##### Extracted text #####

FIG. 3 is a partial schematic diagram of a rotary machine drive system according to a third embodiment of the present invention.
FIG. 4 is a partial schematic diagram of a rotary machine drive system according to a fourth embodiment of the present invention.
FIG. 5 is an illustration of a magnetic coupling provided in the rotary machine drive system.
FIG. 6 is a partial schematic diagram of a rotary machine drive system according to a fifth embodiment of the present invention.
FIG. 7 is a partial schematic diagram of a rotary machine drive system according to a sixth embodiment of the present invention.

DESCRIPTION OF THE PREFERRED EMBODIMENTS

Hereinafter, embodiments of the present invention will be described with reference to the drawings.

(First Embodiment)

##### Record set #####

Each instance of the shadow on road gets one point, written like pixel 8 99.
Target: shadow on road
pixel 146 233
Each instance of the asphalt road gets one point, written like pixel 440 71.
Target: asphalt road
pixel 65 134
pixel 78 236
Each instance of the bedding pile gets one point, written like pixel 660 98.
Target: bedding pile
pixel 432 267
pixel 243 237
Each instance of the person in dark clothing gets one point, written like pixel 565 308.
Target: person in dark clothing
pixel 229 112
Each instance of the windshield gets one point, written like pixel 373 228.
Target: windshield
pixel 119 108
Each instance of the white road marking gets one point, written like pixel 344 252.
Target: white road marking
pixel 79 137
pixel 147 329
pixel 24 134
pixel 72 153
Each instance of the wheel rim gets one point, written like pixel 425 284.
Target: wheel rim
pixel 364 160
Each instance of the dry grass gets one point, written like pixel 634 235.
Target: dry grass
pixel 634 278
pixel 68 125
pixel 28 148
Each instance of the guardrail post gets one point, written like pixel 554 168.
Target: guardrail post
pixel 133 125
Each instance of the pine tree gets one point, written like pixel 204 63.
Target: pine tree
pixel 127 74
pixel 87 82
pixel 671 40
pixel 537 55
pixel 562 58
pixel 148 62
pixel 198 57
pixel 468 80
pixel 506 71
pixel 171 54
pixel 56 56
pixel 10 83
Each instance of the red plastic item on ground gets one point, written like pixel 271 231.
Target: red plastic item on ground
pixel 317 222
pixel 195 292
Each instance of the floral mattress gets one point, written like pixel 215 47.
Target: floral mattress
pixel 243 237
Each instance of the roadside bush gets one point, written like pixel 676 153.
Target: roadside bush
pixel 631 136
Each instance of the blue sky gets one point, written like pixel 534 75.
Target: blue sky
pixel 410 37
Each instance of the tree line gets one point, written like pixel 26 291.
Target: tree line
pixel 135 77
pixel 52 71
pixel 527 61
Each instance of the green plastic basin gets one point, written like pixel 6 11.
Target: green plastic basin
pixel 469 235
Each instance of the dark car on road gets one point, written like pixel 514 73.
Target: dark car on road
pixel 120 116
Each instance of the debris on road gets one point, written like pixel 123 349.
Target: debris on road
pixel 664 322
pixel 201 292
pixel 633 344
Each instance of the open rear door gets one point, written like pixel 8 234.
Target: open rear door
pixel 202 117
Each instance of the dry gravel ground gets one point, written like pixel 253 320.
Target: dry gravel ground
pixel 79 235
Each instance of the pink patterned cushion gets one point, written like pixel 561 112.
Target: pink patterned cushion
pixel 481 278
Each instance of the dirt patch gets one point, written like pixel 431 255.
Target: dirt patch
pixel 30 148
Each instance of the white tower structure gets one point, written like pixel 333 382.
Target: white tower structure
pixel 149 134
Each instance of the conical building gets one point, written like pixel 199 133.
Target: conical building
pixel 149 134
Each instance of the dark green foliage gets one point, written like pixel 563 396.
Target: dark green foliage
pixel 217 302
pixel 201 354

#####

### [Job A]
Write out the patent text starting with "FIG. 3 is a" and going on through "(First Embodiment)".
### [Job B]
In the patent text, what does FIG. 5 illustrate?
### [Job C]
Do these statements agree with the patent text? (i) FIG. 4 shows a rotary machine drive system according to the fourth embodiment. (ii) FIG. 7 shows a rotary machine drive system according to the fifth embodiment. (iii) The embodiments are described with reference to the drawings. Answer yes or no for each, and quote the words that decide it.

### [Worked answer A]
FIG. 3 is a partial schematic diagram of a rotary machine drive system according to a third embodiment of the present invention.
FIG. 4 is a partial schematic diagram of a rotary machine drive system according to a fourth embodiment of the present invention.
FIG. 5 is an illustration of a magnetic coupling provided in the rotary machine drive system.
FIG. 6 is a partial schematic diagram of a rotary machine drive system according to a fifth embodiment of the present invention.
FIG. 7 is a partial schematic diagram of a rotary machine drive system according to a sixth embodiment of the present invention.

DESCRIPTION OF THE PREFERRED EMBODIMENTS

Hereinafter, embodiments of the present invention will be described with reference to the drawings.

(First Embodiment)

### [Worked answer B]
A magnetic coupling provided in the rotary machine drive system.

### [Worked answer C]
(i) Yes: "FIG. 4 is a partial schematic diagram of a rotary machine drive system according to a fourth embodiment of the present invention."
(ii) No: "FIG. 7 is a partial schematic diagram of a rotary machine drive system according to a sixth embodiment of the present invention."
(iii) Yes: "embodiments of the present invention will be described with reference to the drawings."